- [PASSAGE FOR REVIEW]
DURHAM, N.H. -- Last January, when University of New Hampshire senior
Meredith Bailey presented her work at the American Geophysical Union's
Ocean Sciences Conference in Portland, Oregon, most of the scientists
and professors assumed she was describing graduate-level research.
It was an understandable error given the nature of Bailey's work,
which, she explains, involves “looking for evidence of cryptic
speciation in the calanoid copepod Acartia tonsa by sequencing
a mitochondrial gene from individuals I collected throughout the
summer on New Hampshire's Great Bay and from estuaries in Maine,
Massachusetts, and Rhode Island.”
Bailey will present her research on Acartia tonsa - a
common species of zooplankton or “bug” found in the
regions' coastal waters - at UNH's Institute for the Study of Earth,
Oceans, and Space Wednesday, April 28, 2004. The symposium will
be held in Durham in Morse Hall as part of the weeklong, fifth annual
Undergraduate Research Conference featuring work by students from
all of the university's schools and colleges.
Students will present their work through poster sessions in the
Morse Hall atrium. Presentations will encompass a broad range of
topics, including climate change in New Guinea, the chemical makeup
of deep-sea hydrothermal vents, and instrument design for a future
NASA mission.
“Many of today's scientific challenges are highly complex
and require an increasingly interdisciplinary perspective and
set
of skills. This event will recognize outstanding student research
now, and help to foster the broad perspective and skills needed
by future scientific leaders,” says symposium organizer George
Hurtt, assistant professor in EOS and the Department of Natural
Resources.

- [EXERCISE DETAILS] Please continue the news item about the University of New Hampshire undergraduate research symposium from where it stops.

- [DATASET ENTRIES]
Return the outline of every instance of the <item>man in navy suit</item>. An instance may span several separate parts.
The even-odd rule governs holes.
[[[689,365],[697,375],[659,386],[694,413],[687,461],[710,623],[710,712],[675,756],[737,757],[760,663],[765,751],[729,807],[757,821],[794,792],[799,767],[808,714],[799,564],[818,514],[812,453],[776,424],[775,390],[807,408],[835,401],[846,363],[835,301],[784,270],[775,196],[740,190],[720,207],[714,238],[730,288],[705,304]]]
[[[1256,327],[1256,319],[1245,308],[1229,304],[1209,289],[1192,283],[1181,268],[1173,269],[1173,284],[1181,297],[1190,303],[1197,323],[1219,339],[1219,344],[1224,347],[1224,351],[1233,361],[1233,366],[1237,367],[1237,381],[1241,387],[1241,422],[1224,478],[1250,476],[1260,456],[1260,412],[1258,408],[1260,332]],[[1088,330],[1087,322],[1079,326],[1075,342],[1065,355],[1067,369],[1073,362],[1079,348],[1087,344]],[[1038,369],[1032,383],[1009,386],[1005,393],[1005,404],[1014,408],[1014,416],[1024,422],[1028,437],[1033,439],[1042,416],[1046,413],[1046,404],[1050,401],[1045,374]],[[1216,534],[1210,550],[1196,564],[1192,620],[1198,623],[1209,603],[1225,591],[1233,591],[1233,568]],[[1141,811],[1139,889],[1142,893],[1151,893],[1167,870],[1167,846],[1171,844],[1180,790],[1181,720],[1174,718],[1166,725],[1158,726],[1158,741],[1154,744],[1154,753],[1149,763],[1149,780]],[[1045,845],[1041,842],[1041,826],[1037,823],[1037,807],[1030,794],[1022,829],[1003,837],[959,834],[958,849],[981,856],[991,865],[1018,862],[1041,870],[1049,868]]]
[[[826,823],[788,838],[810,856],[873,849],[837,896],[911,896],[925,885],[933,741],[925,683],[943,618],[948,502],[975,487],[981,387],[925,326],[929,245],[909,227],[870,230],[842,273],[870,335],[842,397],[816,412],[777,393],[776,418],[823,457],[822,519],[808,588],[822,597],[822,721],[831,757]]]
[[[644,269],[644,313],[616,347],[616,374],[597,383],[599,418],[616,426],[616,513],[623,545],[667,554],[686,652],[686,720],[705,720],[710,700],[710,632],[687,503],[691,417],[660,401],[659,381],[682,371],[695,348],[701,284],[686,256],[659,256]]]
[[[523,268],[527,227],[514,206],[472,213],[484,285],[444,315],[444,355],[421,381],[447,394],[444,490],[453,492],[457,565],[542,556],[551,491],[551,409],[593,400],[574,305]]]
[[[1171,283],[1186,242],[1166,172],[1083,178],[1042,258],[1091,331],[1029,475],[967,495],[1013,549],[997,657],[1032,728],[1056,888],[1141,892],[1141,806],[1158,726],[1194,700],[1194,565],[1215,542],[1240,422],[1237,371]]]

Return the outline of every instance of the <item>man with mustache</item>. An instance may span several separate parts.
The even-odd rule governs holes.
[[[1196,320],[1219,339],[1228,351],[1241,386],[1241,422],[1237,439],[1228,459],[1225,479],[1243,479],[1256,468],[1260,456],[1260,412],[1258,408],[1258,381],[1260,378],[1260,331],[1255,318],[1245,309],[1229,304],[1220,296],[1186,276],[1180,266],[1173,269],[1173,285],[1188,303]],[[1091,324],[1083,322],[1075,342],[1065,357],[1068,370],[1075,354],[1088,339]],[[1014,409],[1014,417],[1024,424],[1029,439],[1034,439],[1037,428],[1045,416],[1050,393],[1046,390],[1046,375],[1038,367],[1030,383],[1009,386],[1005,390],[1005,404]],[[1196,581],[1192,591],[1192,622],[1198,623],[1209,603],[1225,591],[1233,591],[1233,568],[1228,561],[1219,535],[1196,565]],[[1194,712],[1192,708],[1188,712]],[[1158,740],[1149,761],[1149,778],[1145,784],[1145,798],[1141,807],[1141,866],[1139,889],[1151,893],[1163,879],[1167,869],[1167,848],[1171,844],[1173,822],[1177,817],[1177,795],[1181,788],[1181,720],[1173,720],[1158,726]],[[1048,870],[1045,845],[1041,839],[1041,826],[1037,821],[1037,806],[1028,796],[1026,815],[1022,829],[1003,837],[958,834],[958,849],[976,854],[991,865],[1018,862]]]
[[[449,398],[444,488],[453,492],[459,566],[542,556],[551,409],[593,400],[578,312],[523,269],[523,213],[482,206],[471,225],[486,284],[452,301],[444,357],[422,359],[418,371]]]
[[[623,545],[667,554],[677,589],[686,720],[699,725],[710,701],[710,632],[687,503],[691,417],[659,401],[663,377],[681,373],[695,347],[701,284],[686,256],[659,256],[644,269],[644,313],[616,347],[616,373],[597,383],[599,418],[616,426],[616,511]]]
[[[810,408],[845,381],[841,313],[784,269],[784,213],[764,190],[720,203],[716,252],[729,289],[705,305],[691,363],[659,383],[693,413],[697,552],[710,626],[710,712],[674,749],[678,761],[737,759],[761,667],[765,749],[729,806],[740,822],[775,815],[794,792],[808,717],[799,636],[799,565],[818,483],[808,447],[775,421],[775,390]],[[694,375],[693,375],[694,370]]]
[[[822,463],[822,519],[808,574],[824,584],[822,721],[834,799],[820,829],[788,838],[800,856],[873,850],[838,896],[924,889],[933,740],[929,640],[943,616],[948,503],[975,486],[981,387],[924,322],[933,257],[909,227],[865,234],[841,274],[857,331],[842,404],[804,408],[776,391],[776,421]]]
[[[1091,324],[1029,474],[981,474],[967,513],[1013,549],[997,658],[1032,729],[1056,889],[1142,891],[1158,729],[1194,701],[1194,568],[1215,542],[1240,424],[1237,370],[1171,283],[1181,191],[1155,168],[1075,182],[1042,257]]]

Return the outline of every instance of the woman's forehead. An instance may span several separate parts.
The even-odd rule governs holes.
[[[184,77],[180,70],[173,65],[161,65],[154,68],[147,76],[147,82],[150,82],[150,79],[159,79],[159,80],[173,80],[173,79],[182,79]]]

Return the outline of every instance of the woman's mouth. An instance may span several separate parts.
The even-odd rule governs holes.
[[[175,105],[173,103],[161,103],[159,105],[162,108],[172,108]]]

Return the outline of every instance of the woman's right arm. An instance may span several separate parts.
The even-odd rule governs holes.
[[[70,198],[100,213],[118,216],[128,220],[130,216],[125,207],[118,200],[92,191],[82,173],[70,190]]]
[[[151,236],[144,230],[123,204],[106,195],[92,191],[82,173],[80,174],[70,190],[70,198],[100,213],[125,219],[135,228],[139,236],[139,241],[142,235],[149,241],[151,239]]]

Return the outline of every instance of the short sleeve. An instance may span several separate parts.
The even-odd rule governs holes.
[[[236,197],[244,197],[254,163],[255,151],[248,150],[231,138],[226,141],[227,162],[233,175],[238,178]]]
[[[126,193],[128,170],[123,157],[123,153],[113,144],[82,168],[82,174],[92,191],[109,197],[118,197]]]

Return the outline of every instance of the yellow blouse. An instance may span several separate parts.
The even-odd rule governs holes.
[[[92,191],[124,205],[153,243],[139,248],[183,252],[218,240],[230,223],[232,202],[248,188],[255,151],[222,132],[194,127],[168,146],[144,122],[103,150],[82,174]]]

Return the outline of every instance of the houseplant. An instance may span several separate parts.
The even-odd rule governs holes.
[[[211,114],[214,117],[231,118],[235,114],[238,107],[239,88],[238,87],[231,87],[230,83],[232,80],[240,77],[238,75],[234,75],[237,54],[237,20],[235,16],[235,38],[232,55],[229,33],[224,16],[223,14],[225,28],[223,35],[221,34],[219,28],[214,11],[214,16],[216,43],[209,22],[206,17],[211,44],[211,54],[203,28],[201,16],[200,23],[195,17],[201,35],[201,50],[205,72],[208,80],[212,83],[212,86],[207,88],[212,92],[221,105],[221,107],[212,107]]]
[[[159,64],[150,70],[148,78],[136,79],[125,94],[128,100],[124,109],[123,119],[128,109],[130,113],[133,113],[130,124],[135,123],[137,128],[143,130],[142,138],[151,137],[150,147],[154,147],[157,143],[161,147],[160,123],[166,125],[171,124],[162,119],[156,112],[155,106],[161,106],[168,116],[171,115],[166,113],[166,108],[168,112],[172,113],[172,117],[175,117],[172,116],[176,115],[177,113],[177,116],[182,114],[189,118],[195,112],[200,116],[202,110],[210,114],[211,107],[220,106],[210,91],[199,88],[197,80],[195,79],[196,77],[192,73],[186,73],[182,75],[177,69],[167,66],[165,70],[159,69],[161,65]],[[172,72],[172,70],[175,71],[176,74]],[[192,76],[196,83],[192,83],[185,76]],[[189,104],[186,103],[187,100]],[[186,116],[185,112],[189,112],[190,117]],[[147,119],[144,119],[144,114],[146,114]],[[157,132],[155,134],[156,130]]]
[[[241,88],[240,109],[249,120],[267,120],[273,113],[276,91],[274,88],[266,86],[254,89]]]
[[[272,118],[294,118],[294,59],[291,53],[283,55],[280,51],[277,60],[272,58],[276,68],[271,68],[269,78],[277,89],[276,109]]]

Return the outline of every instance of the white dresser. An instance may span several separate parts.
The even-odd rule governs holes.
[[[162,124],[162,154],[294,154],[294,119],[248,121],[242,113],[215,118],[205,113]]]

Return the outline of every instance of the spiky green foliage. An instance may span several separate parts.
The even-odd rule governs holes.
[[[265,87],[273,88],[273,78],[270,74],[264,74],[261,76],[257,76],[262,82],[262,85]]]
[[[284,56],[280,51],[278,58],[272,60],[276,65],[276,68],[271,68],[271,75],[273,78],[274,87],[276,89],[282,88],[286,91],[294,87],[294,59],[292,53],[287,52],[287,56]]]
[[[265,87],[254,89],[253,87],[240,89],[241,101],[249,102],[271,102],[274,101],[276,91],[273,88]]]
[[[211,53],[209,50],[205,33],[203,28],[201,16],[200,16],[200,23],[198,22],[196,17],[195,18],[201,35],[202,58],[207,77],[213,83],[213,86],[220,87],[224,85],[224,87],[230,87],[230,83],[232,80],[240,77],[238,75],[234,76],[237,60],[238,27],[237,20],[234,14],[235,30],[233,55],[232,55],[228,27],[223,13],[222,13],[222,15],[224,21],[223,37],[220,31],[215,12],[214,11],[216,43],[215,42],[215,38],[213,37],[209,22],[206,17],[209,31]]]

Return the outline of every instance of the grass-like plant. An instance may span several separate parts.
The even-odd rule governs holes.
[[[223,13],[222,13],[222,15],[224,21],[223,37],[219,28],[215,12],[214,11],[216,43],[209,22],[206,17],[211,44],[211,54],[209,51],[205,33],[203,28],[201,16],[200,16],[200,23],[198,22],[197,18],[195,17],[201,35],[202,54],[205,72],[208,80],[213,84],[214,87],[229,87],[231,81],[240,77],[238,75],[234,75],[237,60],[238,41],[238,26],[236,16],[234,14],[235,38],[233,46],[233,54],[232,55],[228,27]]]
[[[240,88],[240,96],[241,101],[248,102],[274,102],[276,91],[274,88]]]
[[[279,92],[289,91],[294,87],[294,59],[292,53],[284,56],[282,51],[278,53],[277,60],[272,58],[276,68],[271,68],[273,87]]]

- [REPLY TO THE EXERCISE]
Bailey's undergraduate research began in the second
semester of her freshman year when she started working in the Ocean
Process
Analysis Laboratory at EOS. This past summer, for her senior, honors
thesis, she applied for and was awarded an Undergraduate Research
Opportunity Program Summer Undergraduate Research Fellowship. This
funded her research on Acartia tonsa - an animal, Bailey
has discovered, that is in the process of evolving into two distinctly
separate species.
Explains Bailey, “I compared gene sequences of the individuals
between different estuaries, and found that north of Cape Cod the
genetic signature of A. tonsa is very different from those
found south of Cape Cod. This indicates that these may not be the
same species, or, that they were once the same species but are now
diverging into separate species.”
Of her undergraduate research experience at UNH Bailey adds, “People
from other schools are often amazed at the level of student research
that goes on here, but I almost take it for granted. Because, to
me, it's no big deal to be a junior or sophomore or even a freshman
and just walk into a lab and start doing science.”